[The data Boundary: Start]

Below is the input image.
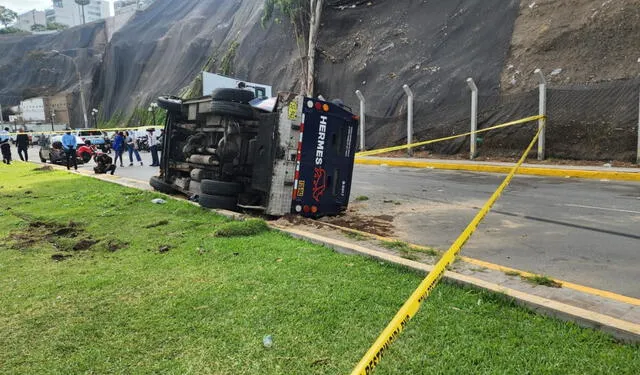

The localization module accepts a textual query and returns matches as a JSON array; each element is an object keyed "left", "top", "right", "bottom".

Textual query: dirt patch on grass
[
  {"left": 32, "top": 166, "right": 54, "bottom": 172},
  {"left": 143, "top": 220, "right": 169, "bottom": 228},
  {"left": 106, "top": 239, "right": 128, "bottom": 252},
  {"left": 51, "top": 254, "right": 72, "bottom": 262},
  {"left": 73, "top": 239, "right": 99, "bottom": 251},
  {"left": 318, "top": 213, "right": 394, "bottom": 237},
  {"left": 7, "top": 220, "right": 82, "bottom": 250}
]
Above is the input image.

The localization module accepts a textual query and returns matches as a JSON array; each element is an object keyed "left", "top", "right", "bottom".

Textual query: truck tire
[
  {"left": 149, "top": 176, "right": 175, "bottom": 194},
  {"left": 211, "top": 88, "right": 255, "bottom": 104},
  {"left": 200, "top": 179, "right": 242, "bottom": 196},
  {"left": 157, "top": 96, "right": 183, "bottom": 113},
  {"left": 198, "top": 193, "right": 238, "bottom": 211},
  {"left": 211, "top": 101, "right": 255, "bottom": 120},
  {"left": 39, "top": 150, "right": 47, "bottom": 163}
]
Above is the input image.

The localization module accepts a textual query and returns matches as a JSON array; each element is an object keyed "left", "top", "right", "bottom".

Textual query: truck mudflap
[{"left": 292, "top": 98, "right": 359, "bottom": 217}]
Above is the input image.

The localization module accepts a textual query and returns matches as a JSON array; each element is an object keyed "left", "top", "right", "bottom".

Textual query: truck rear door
[{"left": 292, "top": 98, "right": 359, "bottom": 217}]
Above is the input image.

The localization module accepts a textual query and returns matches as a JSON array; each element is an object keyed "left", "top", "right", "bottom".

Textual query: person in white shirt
[{"left": 147, "top": 128, "right": 160, "bottom": 167}]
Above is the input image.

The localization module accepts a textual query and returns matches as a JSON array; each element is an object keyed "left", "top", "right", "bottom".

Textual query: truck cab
[{"left": 151, "top": 89, "right": 359, "bottom": 217}]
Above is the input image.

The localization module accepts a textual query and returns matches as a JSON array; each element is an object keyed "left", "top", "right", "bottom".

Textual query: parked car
[
  {"left": 75, "top": 130, "right": 111, "bottom": 152},
  {"left": 38, "top": 134, "right": 85, "bottom": 165}
]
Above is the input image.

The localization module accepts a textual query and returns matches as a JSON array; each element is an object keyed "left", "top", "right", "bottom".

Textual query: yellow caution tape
[
  {"left": 350, "top": 124, "right": 544, "bottom": 375},
  {"left": 356, "top": 115, "right": 544, "bottom": 157},
  {"left": 4, "top": 125, "right": 159, "bottom": 137}
]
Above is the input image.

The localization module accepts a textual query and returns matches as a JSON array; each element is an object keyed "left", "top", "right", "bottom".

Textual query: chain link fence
[{"left": 364, "top": 78, "right": 640, "bottom": 161}]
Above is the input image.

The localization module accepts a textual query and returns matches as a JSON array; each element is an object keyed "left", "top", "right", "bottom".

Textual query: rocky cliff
[{"left": 1, "top": 0, "right": 638, "bottom": 160}]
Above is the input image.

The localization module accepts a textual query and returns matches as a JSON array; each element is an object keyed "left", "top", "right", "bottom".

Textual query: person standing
[
  {"left": 61, "top": 129, "right": 78, "bottom": 170},
  {"left": 125, "top": 131, "right": 143, "bottom": 166},
  {"left": 112, "top": 131, "right": 125, "bottom": 167},
  {"left": 15, "top": 128, "right": 29, "bottom": 162},
  {"left": 147, "top": 128, "right": 160, "bottom": 167},
  {"left": 0, "top": 127, "right": 11, "bottom": 164}
]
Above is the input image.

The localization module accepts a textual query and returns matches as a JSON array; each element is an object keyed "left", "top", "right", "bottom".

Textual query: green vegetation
[
  {"left": 355, "top": 195, "right": 369, "bottom": 201},
  {"left": 46, "top": 22, "right": 68, "bottom": 31},
  {"left": 522, "top": 274, "right": 563, "bottom": 288},
  {"left": 30, "top": 24, "right": 46, "bottom": 32},
  {"left": 343, "top": 231, "right": 367, "bottom": 241},
  {"left": 213, "top": 218, "right": 269, "bottom": 237},
  {"left": 379, "top": 240, "right": 439, "bottom": 259},
  {"left": 219, "top": 40, "right": 239, "bottom": 76},
  {"left": 0, "top": 6, "right": 18, "bottom": 29},
  {"left": 0, "top": 163, "right": 638, "bottom": 374},
  {"left": 505, "top": 270, "right": 521, "bottom": 277}
]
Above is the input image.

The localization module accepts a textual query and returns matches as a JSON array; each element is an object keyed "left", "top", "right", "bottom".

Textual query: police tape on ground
[{"left": 350, "top": 125, "right": 545, "bottom": 375}]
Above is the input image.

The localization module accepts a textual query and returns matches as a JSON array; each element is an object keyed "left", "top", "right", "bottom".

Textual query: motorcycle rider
[{"left": 94, "top": 153, "right": 116, "bottom": 175}]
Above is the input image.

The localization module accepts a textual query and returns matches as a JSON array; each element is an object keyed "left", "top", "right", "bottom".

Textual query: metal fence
[{"left": 358, "top": 77, "right": 640, "bottom": 162}]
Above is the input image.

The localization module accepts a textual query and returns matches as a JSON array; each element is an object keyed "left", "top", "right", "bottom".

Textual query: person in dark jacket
[
  {"left": 15, "top": 129, "right": 29, "bottom": 162},
  {"left": 94, "top": 153, "right": 116, "bottom": 175},
  {"left": 112, "top": 131, "right": 125, "bottom": 167}
]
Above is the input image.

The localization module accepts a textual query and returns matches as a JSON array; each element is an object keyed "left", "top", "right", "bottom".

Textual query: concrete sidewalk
[{"left": 356, "top": 157, "right": 640, "bottom": 181}]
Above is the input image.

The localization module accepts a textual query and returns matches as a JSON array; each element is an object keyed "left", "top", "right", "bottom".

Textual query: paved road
[
  {"left": 350, "top": 165, "right": 640, "bottom": 298},
  {"left": 30, "top": 145, "right": 639, "bottom": 297},
  {"left": 30, "top": 145, "right": 159, "bottom": 182}
]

[The data Boundary: End]

- [Exercise description] Return each line of the data, keeping its wording exact and omitting pictures.

- [Result below]
Below is the input image.

The localization module accepts a textual query and returns matches as a JSON array; each element is an object keyed "left", "top", "right", "bottom".

Textual query: dirt patch on grass
[
  {"left": 32, "top": 166, "right": 54, "bottom": 172},
  {"left": 143, "top": 220, "right": 169, "bottom": 228},
  {"left": 106, "top": 239, "right": 128, "bottom": 252},
  {"left": 51, "top": 254, "right": 72, "bottom": 262},
  {"left": 73, "top": 239, "right": 99, "bottom": 251},
  {"left": 318, "top": 213, "right": 394, "bottom": 237},
  {"left": 7, "top": 220, "right": 82, "bottom": 250}
]
Above is the input image.

The localization module accepts a textual query and returns matches as a JSON array; each element is an object keyed "left", "top", "right", "bottom".

Textual query: truck tire
[
  {"left": 149, "top": 176, "right": 175, "bottom": 194},
  {"left": 211, "top": 88, "right": 255, "bottom": 104},
  {"left": 200, "top": 179, "right": 242, "bottom": 196},
  {"left": 157, "top": 96, "right": 183, "bottom": 113},
  {"left": 198, "top": 193, "right": 238, "bottom": 211},
  {"left": 211, "top": 101, "right": 255, "bottom": 120},
  {"left": 39, "top": 150, "right": 47, "bottom": 163}
]
Above is the input image.

The localization module accepts a textual query and returns matches as a JSON array; each element is an object keyed "left", "top", "right", "bottom".

Textual query: truck mudflap
[{"left": 292, "top": 98, "right": 359, "bottom": 217}]
Above is the input image.

The localization module accepts a textual query and returns matches as a JSON array; each element is an object keyed "left", "top", "right", "bottom".

Textual query: truck rear door
[{"left": 292, "top": 98, "right": 359, "bottom": 217}]
Above is the input image.

The localization module accepts a textual query and returns matches as a JSON array; each element is an object keyed "left", "top", "right", "bottom".

Textual query: person in white shirt
[{"left": 147, "top": 128, "right": 160, "bottom": 167}]
Above is the input image.

The localization module accepts a textual query and returns matches as a JSON array; each element is an object keyed "left", "top", "right", "bottom".

Textual query: truck cab
[{"left": 151, "top": 89, "right": 359, "bottom": 217}]
Above is the input image.

The localization module accepts a textual query and returns matches as a JSON array; each element is an object keyed "left", "top", "right", "bottom".

Textual query: parked car
[
  {"left": 75, "top": 130, "right": 111, "bottom": 152},
  {"left": 38, "top": 134, "right": 85, "bottom": 165}
]
Above is the input image.

The localization module accepts a textual query and returns matches as a JSON array; each element is an object keyed "left", "top", "right", "bottom".

Textual query: yellow caution tape
[
  {"left": 350, "top": 124, "right": 544, "bottom": 375},
  {"left": 356, "top": 115, "right": 544, "bottom": 157},
  {"left": 4, "top": 125, "right": 159, "bottom": 137}
]
Above is the input image.

The localization module accepts a textual query and returns matches as a JSON array; each element is an object keyed "left", "top", "right", "bottom".

Textual query: chain link fence
[{"left": 364, "top": 78, "right": 640, "bottom": 161}]
Above is the input image.

The localization module accepts a textual query and returns matches as a JSON array; each element is an object keyed "left", "top", "right", "bottom".

Textual query: rocky cliff
[{"left": 1, "top": 0, "right": 638, "bottom": 160}]
Above is the input image.

The localization module accepts a textual query and returns matches as a JSON array; each element is an object keyed "left", "top", "right", "bottom".

Textual query: person standing
[
  {"left": 61, "top": 129, "right": 78, "bottom": 170},
  {"left": 125, "top": 131, "right": 143, "bottom": 166},
  {"left": 112, "top": 131, "right": 125, "bottom": 167},
  {"left": 15, "top": 128, "right": 29, "bottom": 162},
  {"left": 147, "top": 128, "right": 160, "bottom": 167},
  {"left": 0, "top": 127, "right": 11, "bottom": 164}
]
Above is the input image.

The localization module accepts a textual query and returns matches as a JSON array; each element is an object keyed "left", "top", "right", "bottom".

Textual query: green vegetation
[
  {"left": 355, "top": 195, "right": 369, "bottom": 201},
  {"left": 46, "top": 22, "right": 68, "bottom": 31},
  {"left": 522, "top": 274, "right": 563, "bottom": 288},
  {"left": 30, "top": 24, "right": 46, "bottom": 32},
  {"left": 343, "top": 231, "right": 367, "bottom": 241},
  {"left": 213, "top": 218, "right": 269, "bottom": 237},
  {"left": 379, "top": 240, "right": 439, "bottom": 259},
  {"left": 219, "top": 40, "right": 239, "bottom": 76},
  {"left": 0, "top": 6, "right": 18, "bottom": 29},
  {"left": 0, "top": 163, "right": 638, "bottom": 374},
  {"left": 505, "top": 270, "right": 521, "bottom": 277}
]
Above is the input image.

The localization module accepts a textual query and returns matches as a JSON array; each element is an object keyed "left", "top", "right", "bottom".

Textual query: police tape on ground
[{"left": 350, "top": 125, "right": 545, "bottom": 375}]
Above is the input image.

The localization module accepts a textual query and returns matches as a JSON array; each element is an object keyed "left", "top", "right", "bottom".

Textual query: motorcycle rider
[{"left": 94, "top": 153, "right": 116, "bottom": 175}]
Above is the input image.

The localization module accepts a textual query and returns matches as a JSON array; each element is an object keyed "left", "top", "right", "bottom".

Textual query: metal fence
[{"left": 358, "top": 77, "right": 640, "bottom": 162}]
Above is the input image.

The localization module accepts a textual query and returns matches as a JSON array; each element is an object keyed "left", "top", "right", "bottom".

Textual query: person in dark jacket
[
  {"left": 15, "top": 129, "right": 29, "bottom": 162},
  {"left": 94, "top": 153, "right": 116, "bottom": 175},
  {"left": 112, "top": 131, "right": 125, "bottom": 167}
]
Above is the input image.

The localization module accepts a textual query and returns matches as a JSON array; each element is an object keyed "left", "top", "right", "bottom".

Textual query: concrete sidewalk
[{"left": 356, "top": 157, "right": 640, "bottom": 181}]
Above is the input image.

The localization module accepts a textual query and returns matches as a JSON array; each element is an object keyed "left", "top", "right", "bottom".

Textual query: paved road
[
  {"left": 350, "top": 165, "right": 640, "bottom": 298},
  {"left": 30, "top": 145, "right": 639, "bottom": 297},
  {"left": 30, "top": 145, "right": 159, "bottom": 182}
]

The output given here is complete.